### Texto base

---*---

BRASÍLIA, DF (FOLHAPRESS) – Integrantes do governo Lula (PT) reconhecem nos bastidores que Jair Bolsonaro (PL) surpreendeu ao mobilizar aliados, como governadores e prefeitos, durante o ato que reuniu milhares de pessoas na avenida Paulista, em São Paulo.
Alguns auxiliares de Lula afirmam terem ficado surpresos com a presença de políticos que vinham apresentando sinais de moderação ou que vinham mantendo um canal de diálogo com o Palácio do Planalto.
Diante desse diagnóstico, a equipe de Lula adotou a estratégia de ignorar ou pelo menos minimizar os impactos da manifestação.
Nesta segunda-feira (26), um dia após o ato na capital paulista, integrantes do governo Lula desviaram do tema. A intenção é não dar mais visibilidade para a manifestação bolsonarista.
O presidente Lula evitou responder uma pergunta de jornalista sobre o assunto. Já o ministro Paulo Pimenta (Secretaria de Comunicação Social da Presidência) buscou minimizar a situação, afirmando que esteve mais preocupado com a rodada do futebol no domingo do que com o protesto.
“Só sei que os vermelhos ganharam tudo ontem. O Liverpool ganhou, o Inter ganhou, o Flamengo ganhou. Só deu vermelho ontem”, afirmou.
Rui Costa (Casa Civil) apenas disse que a mobilização esteve aquém do que era esperado pelos organizadores e que grande parte das pessoas que estavam lá seguiu o chamado de pastores religiosos. Ele também ironizou que a maior surpresa foi um suposto reconhecimento de cometimento de crime por Bolsonaro durante seu discurso.
Interlocutores de Lula dizem que era natural uma reação de Jair Bolsonaro diante das investigações da Polícia Federal. Eles também destacam que o ex-presidente ainda detém um considerável capital político. Mas ponderam que desde o início estava claro que essa demonstração de força não teria o poder de mudar o curso das apurações em curso contra o ex-presidente.
Por outro lado, pessoas próximas a Lula manifestaram contrariedade com alguns integrantes da classe política que marcaram presença na manifestação. A principal preocupação foi com lideranças políticas que eram consideradas, pelo Planalto, mais pragmáticas e distantes do bolsonarismo mais ideológico. Um conselheiro do presidente afirmou que alguns “optaram por estar em um lado” e esse lado é o “dessa organização criminosa”.
A fala reflete um sentimento de que havia esperança de que o ato fosse mais esvaziado de nomes políticos de peso. Uma das surpresas negativas para a equipe de Lula foi a presença do governador de Goiás, Ronaldo Caiado (União Brasil), que nos últimos meses manteve diálogo com o governo federal para avançar projetos de interesse de seu estado.

---*---

### Tarefas propostas
1. Traduza para o inglês a seguinte frase do texto sobre o ato na avenida Paulista: "Diante desse diagnóstico, a equipe de Lula adotou a estratégia de ignorar ou pelo menos minimizar os impactos da manifestação."
2. Transcreva literalmente, do texto sobre o ato na avenida Paulista, o trecho que se inicia com as palavras que contêm "O presidente Lula" e se encerra com "com o protesto.".

### Material fornecido
---*---

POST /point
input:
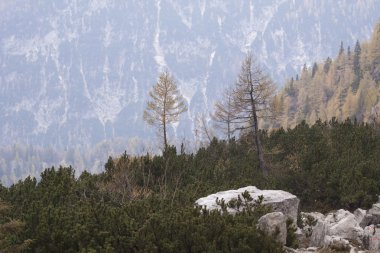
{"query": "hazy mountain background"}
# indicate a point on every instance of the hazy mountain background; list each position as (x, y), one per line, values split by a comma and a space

---*---

### Respostas escritas
1. In light of this assessment, Lula's team adopted the strategy of ignoring or at least minimizing the impact of the demonstration.

2.
O presidente Lula evitou responder uma pergunta de jornalista sobre o assunto. Já o ministro Paulo Pimenta (Secretaria de Comunicação Social da Presidência) buscou minimizar a situação, afirmando que esteve mais preocupado com a rodada do futebol no domingo do que com o protesto.